Your assignment: Write out the data exactly, every line included.

Start of Block

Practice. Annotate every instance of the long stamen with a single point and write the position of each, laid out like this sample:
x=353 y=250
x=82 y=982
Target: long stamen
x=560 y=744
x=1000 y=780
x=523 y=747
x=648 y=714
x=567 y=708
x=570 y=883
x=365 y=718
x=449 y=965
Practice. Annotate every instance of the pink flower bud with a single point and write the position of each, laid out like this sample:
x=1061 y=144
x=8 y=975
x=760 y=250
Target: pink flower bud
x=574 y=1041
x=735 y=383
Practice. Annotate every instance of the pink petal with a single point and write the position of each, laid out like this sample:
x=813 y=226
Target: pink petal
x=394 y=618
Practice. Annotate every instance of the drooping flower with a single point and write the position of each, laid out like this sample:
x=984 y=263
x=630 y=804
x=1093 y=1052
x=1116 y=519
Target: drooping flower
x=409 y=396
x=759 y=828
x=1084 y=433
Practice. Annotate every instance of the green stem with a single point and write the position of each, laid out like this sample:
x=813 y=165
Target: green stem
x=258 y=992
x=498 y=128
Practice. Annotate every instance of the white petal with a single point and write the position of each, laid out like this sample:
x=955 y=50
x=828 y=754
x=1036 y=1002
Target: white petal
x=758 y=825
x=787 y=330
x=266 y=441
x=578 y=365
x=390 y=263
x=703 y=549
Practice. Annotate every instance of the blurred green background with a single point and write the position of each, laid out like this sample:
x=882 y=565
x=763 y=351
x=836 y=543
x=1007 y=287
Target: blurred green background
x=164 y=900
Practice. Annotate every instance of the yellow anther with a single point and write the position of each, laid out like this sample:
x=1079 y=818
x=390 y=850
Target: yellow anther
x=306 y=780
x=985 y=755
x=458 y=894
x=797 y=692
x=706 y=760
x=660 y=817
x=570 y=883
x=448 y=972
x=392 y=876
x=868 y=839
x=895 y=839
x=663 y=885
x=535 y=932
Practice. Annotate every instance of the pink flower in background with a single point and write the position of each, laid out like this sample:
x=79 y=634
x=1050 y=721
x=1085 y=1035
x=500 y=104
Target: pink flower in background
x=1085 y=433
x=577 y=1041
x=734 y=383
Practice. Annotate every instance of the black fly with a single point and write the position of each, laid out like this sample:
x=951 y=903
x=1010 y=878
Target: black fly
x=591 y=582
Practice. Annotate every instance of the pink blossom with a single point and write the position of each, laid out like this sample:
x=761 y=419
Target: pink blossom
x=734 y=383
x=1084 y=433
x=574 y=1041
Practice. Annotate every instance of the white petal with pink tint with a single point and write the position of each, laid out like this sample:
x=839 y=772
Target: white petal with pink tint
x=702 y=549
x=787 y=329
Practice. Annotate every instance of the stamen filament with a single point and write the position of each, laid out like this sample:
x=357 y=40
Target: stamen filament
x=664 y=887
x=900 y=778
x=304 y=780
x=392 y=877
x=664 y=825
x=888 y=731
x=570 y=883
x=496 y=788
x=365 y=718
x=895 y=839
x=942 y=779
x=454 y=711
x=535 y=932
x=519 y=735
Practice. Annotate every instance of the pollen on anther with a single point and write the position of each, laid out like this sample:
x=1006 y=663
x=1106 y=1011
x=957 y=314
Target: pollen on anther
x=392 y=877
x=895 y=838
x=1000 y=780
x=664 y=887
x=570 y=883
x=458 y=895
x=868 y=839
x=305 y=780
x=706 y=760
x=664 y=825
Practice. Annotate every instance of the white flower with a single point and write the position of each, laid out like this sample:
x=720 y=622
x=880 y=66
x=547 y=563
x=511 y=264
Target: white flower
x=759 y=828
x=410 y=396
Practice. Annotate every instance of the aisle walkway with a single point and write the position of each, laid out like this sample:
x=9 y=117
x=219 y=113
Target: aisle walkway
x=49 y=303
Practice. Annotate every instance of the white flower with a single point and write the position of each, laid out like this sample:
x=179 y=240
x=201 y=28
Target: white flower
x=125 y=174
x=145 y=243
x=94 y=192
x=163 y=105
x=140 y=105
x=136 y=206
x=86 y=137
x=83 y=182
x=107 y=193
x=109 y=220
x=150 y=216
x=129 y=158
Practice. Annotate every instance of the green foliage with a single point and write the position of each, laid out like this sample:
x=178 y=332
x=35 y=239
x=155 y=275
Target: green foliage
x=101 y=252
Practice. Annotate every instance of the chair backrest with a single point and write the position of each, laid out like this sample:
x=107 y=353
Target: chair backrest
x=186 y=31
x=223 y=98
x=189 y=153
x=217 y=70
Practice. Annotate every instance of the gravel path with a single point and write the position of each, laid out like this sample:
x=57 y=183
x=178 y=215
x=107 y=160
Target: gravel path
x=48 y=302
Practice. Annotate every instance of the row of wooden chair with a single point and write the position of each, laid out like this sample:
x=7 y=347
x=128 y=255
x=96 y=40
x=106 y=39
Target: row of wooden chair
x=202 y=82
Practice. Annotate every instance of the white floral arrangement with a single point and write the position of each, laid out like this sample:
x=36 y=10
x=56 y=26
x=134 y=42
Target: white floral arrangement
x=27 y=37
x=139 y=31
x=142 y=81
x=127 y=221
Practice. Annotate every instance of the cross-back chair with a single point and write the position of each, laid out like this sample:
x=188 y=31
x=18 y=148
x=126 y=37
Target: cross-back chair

End of Block

Task result:
Practice. Annotate every instance of the long stamen with a single point and write the position of each, laid out like this sample:
x=353 y=250
x=82 y=982
Target: long stamen
x=560 y=744
x=1000 y=780
x=523 y=747
x=648 y=714
x=567 y=708
x=570 y=883
x=365 y=718
x=449 y=965
Practice. Annotate every instance of the pink flower bud with a single point and write the position of each, laid out like this sample:
x=1061 y=144
x=8 y=975
x=760 y=250
Target: pink flower bud
x=574 y=1041
x=735 y=383
Practice. Annotate every instance of the pink petal with a single point and write the position of each, laid out like this sample:
x=813 y=226
Target: pink petal
x=394 y=618
Practice. Annotate every instance of the drooping flower with a single point and write the position of each, laid out like this sample:
x=984 y=263
x=630 y=804
x=1093 y=1052
x=1116 y=519
Target: drooping flower
x=409 y=396
x=759 y=828
x=1084 y=433
Practice. Annotate every instance of the green stem with a single point and write the position of each, laid out like this sample:
x=813 y=165
Target: green stem
x=258 y=992
x=498 y=128
Practice. Annotate every instance of the white petal with a single point and write the position of each, laid out like this sample:
x=955 y=50
x=828 y=754
x=1036 y=1002
Target: white petal
x=758 y=825
x=787 y=330
x=266 y=441
x=578 y=365
x=390 y=263
x=703 y=549
Practice. Annotate every instance of the blurred green background with a single point and write the position of each, laid out like this sample:
x=882 y=565
x=763 y=351
x=836 y=543
x=1007 y=287
Target: blurred green background
x=164 y=900
Practice. Annotate every instance of the yellow anther with a single point and write the position of each, laid out like this sample:
x=1079 y=818
x=390 y=850
Target: yellow anther
x=306 y=780
x=985 y=755
x=458 y=894
x=797 y=692
x=706 y=760
x=660 y=817
x=570 y=883
x=448 y=972
x=392 y=876
x=868 y=839
x=895 y=839
x=663 y=885
x=535 y=932
Practice. Annotate every instance of the pink flower in background with a single point and write the position of each, laid out like this sample:
x=79 y=634
x=1050 y=721
x=1085 y=1035
x=500 y=104
Target: pink flower in background
x=1085 y=433
x=577 y=1041
x=734 y=383
Practice. Annotate every instance of the black fly with a single point and write the position of each, laid out like this sample:
x=951 y=903
x=1010 y=878
Target: black fly
x=591 y=582
Practice. Annotate every instance of the pink blossom with a single point and write the position of each, laid out like this sample:
x=761 y=419
Target: pink blossom
x=734 y=383
x=1084 y=433
x=574 y=1041
Practice. Annotate every instance of the white petal with pink tint with a single point and write the position of each, laid out like this sample:
x=839 y=772
Target: white petal with pink tint
x=702 y=549
x=787 y=329
Practice. Annotate every instance of the stamen filament with a single point and write the position of each, laid out like this sample:
x=357 y=40
Target: stamen filament
x=664 y=887
x=900 y=778
x=304 y=780
x=392 y=877
x=664 y=825
x=888 y=731
x=570 y=883
x=496 y=788
x=365 y=718
x=895 y=839
x=942 y=779
x=454 y=711
x=535 y=932
x=519 y=735
Practice. Annotate every instance of the pollen on anther with a single point and write the position of each, laid out like this sample:
x=1006 y=663
x=1106 y=1011
x=957 y=314
Target: pollen on anther
x=392 y=877
x=895 y=838
x=1000 y=780
x=664 y=887
x=570 y=883
x=458 y=895
x=868 y=839
x=305 y=780
x=706 y=760
x=664 y=825
Practice. Annotate every instance of the white flower with a single point and write the position of each, laid out like this sample:
x=720 y=622
x=880 y=66
x=547 y=563
x=511 y=264
Target: white flower
x=759 y=828
x=410 y=396
Practice. Annotate every instance of the aisle walkway with a single point and write the position of each, laid out like this sample:
x=9 y=117
x=219 y=113
Target: aisle walkway
x=49 y=303
Practice. Annotate every instance of the white flower with a single point and write the position of each, laid out like this sample:
x=179 y=240
x=201 y=28
Target: white flower
x=125 y=174
x=145 y=243
x=94 y=192
x=163 y=105
x=140 y=105
x=136 y=206
x=86 y=137
x=83 y=182
x=107 y=193
x=109 y=220
x=150 y=216
x=129 y=158
Practice. Annotate every instance of the green foliage with a single point and write the position of each, laid out like this sample:
x=178 y=332
x=35 y=239
x=155 y=275
Target: green foliage
x=101 y=252
Practice. Annotate every instance of the chair backrest with a single point and write the position of each, laid out like this sample:
x=107 y=353
Target: chair backrest
x=186 y=31
x=223 y=98
x=189 y=153
x=217 y=70
Practice. Annotate every instance of the gravel path with a single point and write the position of each, laid out like this sample:
x=57 y=183
x=178 y=215
x=107 y=160
Target: gravel path
x=48 y=302
Practice. Annotate every instance of the row of wooden chair with a single point and write the position of each, laid out like this sample:
x=7 y=347
x=128 y=255
x=96 y=40
x=106 y=39
Target: row of wooden chair
x=202 y=82
Practice. Annotate every instance of the white floral arrangement with a single point and write the position of each, laid out like this sample:
x=36 y=10
x=56 y=26
x=134 y=42
Target: white floral arrangement
x=27 y=37
x=139 y=31
x=142 y=81
x=127 y=221
Practice. Annotate every instance of the cross-back chair with a single point and write the position of each, laid out like this sample:
x=188 y=31
x=18 y=148
x=126 y=37
Target: cross-back chair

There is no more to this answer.